TO BE DONE: Rewrite the part of the items that opens with the line containing "outline green leaf" and closes with the line containing "31], [59, 35]]", changing "leaf" to "frond" and leaving everything else as it is.

MATERIALS PROVIDED:
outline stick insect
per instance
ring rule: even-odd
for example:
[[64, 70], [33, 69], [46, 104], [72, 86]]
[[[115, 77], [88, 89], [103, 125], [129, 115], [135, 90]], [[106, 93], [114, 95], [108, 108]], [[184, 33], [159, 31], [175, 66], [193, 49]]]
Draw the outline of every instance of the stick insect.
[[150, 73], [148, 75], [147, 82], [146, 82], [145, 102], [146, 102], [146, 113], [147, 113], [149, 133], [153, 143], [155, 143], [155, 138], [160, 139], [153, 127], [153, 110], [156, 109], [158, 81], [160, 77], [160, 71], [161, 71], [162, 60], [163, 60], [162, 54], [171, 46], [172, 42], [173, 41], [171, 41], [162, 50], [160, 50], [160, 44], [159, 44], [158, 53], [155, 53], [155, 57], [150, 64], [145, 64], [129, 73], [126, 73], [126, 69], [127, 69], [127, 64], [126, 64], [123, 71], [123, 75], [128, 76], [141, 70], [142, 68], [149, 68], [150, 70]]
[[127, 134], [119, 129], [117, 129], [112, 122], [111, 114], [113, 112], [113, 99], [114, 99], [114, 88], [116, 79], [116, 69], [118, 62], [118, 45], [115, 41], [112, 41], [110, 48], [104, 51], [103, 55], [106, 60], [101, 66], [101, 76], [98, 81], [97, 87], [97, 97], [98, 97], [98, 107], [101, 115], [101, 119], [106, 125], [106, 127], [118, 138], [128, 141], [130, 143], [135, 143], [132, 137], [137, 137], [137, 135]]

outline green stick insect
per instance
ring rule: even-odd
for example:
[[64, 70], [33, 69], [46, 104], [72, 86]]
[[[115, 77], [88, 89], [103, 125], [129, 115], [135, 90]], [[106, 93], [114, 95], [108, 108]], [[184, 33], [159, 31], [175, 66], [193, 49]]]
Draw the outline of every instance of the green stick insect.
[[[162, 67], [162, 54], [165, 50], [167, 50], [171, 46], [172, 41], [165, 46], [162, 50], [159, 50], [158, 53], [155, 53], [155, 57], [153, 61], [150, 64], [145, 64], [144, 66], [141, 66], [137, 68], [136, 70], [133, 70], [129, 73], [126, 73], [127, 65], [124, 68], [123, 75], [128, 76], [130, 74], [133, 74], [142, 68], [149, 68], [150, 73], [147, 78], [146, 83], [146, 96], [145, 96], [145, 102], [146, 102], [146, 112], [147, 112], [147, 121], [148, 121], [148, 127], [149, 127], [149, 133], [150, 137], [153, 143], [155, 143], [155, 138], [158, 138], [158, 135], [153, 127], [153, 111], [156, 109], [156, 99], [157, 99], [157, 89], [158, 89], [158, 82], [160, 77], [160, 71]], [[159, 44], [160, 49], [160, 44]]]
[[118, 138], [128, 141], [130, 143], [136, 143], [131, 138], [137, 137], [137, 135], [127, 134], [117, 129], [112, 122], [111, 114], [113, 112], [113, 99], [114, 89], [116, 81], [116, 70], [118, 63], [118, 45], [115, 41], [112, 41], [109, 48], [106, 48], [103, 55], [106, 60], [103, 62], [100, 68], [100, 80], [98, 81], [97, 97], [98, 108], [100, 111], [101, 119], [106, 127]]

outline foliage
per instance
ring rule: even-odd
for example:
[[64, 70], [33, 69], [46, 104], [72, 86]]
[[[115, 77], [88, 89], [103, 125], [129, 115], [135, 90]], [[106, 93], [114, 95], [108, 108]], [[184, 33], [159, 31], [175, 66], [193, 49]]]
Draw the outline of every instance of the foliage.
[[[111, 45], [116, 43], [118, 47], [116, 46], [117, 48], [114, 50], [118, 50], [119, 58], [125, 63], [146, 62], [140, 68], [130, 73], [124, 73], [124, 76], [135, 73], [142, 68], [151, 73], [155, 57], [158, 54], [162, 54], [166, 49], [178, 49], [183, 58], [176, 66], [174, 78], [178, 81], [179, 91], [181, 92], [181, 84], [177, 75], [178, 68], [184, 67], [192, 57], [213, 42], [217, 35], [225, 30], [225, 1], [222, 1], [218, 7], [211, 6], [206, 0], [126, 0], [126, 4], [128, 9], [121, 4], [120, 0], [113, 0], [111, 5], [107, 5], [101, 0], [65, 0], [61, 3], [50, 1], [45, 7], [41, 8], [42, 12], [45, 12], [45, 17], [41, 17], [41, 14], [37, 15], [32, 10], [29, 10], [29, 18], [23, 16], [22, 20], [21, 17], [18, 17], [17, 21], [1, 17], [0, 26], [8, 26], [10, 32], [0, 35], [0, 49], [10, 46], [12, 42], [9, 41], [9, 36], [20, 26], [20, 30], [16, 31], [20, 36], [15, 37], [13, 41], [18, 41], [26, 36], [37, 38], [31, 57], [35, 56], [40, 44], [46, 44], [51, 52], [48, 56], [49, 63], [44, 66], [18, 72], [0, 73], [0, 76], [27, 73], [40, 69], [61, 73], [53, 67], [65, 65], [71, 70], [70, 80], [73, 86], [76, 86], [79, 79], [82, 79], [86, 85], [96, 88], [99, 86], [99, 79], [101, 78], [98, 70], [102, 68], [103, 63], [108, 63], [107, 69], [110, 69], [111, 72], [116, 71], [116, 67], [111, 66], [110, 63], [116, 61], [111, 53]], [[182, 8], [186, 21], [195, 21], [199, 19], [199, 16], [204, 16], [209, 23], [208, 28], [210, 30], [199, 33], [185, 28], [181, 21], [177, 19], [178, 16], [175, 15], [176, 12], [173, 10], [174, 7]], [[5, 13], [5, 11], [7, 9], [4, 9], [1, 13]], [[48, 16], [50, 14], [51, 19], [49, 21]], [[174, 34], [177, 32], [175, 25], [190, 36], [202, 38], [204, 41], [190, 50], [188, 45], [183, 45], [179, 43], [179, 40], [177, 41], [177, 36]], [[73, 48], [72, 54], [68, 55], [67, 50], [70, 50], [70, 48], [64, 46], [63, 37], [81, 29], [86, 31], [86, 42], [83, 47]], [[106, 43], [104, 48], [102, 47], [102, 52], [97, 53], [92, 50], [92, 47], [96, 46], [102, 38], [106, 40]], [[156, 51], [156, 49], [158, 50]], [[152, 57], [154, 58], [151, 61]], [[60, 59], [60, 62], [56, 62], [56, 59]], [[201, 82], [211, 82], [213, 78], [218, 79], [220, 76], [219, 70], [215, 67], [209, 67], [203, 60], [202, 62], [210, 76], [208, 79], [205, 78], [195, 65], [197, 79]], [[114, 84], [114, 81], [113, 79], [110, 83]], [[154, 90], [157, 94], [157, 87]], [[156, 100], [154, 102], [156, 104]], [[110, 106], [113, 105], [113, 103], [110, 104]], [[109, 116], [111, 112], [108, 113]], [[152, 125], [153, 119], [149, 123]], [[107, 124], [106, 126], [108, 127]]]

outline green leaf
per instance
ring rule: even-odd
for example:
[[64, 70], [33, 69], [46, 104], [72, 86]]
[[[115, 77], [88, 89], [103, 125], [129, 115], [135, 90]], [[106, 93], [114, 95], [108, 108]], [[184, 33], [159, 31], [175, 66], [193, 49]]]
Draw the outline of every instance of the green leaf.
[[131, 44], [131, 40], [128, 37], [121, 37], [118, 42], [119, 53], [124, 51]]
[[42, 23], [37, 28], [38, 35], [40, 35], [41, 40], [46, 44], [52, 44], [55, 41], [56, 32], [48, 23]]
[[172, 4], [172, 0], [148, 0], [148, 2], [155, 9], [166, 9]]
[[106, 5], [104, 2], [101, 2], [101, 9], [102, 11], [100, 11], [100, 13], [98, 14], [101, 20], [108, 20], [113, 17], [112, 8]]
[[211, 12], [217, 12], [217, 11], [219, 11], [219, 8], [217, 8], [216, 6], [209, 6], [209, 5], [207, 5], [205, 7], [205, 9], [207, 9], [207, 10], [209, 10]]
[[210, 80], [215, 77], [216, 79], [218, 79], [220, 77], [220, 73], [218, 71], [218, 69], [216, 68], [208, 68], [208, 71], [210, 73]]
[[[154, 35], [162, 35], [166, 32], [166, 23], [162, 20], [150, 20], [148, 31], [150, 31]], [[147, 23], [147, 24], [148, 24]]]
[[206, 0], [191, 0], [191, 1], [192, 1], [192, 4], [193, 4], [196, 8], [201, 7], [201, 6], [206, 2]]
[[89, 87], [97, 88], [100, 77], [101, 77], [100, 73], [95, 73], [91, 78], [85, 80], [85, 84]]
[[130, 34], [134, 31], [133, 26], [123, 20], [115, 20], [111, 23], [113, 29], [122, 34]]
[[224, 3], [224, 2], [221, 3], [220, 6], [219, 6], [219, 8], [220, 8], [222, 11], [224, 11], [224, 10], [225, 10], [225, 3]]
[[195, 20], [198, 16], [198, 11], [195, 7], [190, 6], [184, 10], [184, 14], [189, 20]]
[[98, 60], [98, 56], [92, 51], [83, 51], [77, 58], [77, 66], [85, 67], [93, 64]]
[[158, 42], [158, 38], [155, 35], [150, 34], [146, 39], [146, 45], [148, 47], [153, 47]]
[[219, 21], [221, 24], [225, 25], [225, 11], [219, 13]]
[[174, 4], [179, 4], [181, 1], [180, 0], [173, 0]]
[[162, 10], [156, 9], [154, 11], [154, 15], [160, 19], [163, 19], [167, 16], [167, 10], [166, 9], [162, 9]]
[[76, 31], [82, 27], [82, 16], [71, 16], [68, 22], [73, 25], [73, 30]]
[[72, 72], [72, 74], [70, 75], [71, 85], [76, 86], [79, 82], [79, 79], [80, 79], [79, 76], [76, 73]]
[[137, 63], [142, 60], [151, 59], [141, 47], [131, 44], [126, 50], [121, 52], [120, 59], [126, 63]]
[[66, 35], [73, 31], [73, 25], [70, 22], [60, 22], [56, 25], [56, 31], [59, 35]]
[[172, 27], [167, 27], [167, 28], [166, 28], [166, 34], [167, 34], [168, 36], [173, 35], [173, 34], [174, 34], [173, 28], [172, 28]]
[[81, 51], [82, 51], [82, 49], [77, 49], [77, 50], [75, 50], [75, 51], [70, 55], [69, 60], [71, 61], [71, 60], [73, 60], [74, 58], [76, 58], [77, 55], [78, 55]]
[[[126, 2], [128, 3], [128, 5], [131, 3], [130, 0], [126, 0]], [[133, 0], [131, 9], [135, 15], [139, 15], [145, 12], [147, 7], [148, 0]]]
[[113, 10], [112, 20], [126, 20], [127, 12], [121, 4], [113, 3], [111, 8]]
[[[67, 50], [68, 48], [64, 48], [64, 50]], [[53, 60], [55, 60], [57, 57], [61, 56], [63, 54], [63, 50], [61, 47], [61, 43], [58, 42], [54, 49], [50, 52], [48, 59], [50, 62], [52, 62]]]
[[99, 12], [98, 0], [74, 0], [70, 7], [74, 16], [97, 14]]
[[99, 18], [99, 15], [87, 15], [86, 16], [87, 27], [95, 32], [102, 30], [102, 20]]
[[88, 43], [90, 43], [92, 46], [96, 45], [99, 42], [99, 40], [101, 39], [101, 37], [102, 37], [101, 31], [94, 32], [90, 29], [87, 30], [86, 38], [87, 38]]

OUTPUT OF THE TASK:
outline green frond
per instance
ring rule: even-odd
for example:
[[64, 70], [33, 69], [46, 104], [72, 86]]
[[[115, 77], [88, 89], [103, 125], [129, 115], [135, 90]], [[106, 93], [114, 95], [108, 108]], [[184, 33], [159, 31], [175, 66], [193, 49]]]
Draw the outline of every instance of the green frond.
[[131, 44], [131, 40], [128, 37], [121, 37], [118, 42], [119, 53], [124, 51]]
[[42, 23], [37, 28], [38, 35], [40, 35], [41, 40], [46, 44], [52, 44], [55, 41], [56, 32], [48, 23]]
[[172, 4], [172, 0], [148, 0], [148, 2], [155, 9], [166, 9]]
[[106, 5], [104, 2], [101, 2], [101, 9], [102, 11], [100, 11], [100, 13], [98, 14], [101, 20], [108, 20], [113, 17], [112, 8]]
[[211, 12], [217, 12], [217, 11], [219, 11], [219, 8], [217, 8], [216, 6], [209, 6], [209, 5], [207, 5], [205, 7], [205, 9], [207, 9], [207, 10], [209, 10]]
[[210, 80], [215, 77], [216, 79], [218, 79], [220, 77], [220, 73], [218, 71], [218, 69], [216, 68], [208, 68], [208, 71], [210, 73]]
[[[154, 35], [162, 35], [166, 32], [166, 23], [162, 20], [150, 20], [148, 31], [150, 31]], [[147, 23], [147, 24], [148, 24]]]
[[206, 0], [191, 0], [191, 1], [192, 1], [192, 4], [193, 4], [196, 8], [201, 7], [201, 6], [206, 2]]
[[89, 87], [97, 88], [100, 77], [101, 77], [100, 73], [95, 73], [91, 78], [85, 80], [85, 84]]
[[130, 34], [134, 31], [133, 26], [123, 20], [115, 20], [111, 23], [113, 29], [122, 34]]
[[224, 3], [224, 2], [221, 3], [220, 6], [219, 6], [219, 8], [220, 8], [222, 11], [224, 11], [224, 10], [225, 10], [225, 3]]
[[195, 20], [198, 16], [198, 11], [195, 7], [190, 6], [184, 10], [184, 14], [189, 20]]
[[98, 60], [98, 56], [92, 51], [83, 51], [77, 58], [77, 66], [85, 67], [93, 64]]
[[158, 42], [158, 38], [155, 35], [150, 34], [146, 39], [146, 45], [148, 47], [153, 47]]
[[219, 21], [221, 24], [225, 25], [225, 11], [219, 13]]
[[174, 4], [179, 4], [181, 1], [180, 0], [173, 0]]
[[162, 10], [156, 9], [154, 11], [154, 15], [160, 19], [163, 19], [167, 16], [167, 10], [166, 9], [162, 9]]
[[76, 31], [82, 27], [82, 16], [71, 16], [68, 22], [73, 25], [73, 30]]
[[72, 72], [72, 74], [70, 75], [71, 85], [76, 86], [79, 82], [79, 79], [80, 79], [79, 76], [76, 73]]
[[137, 63], [142, 60], [151, 59], [141, 47], [131, 44], [126, 50], [121, 52], [120, 59], [126, 63]]
[[66, 35], [73, 31], [73, 25], [70, 22], [60, 22], [56, 25], [56, 31], [59, 35]]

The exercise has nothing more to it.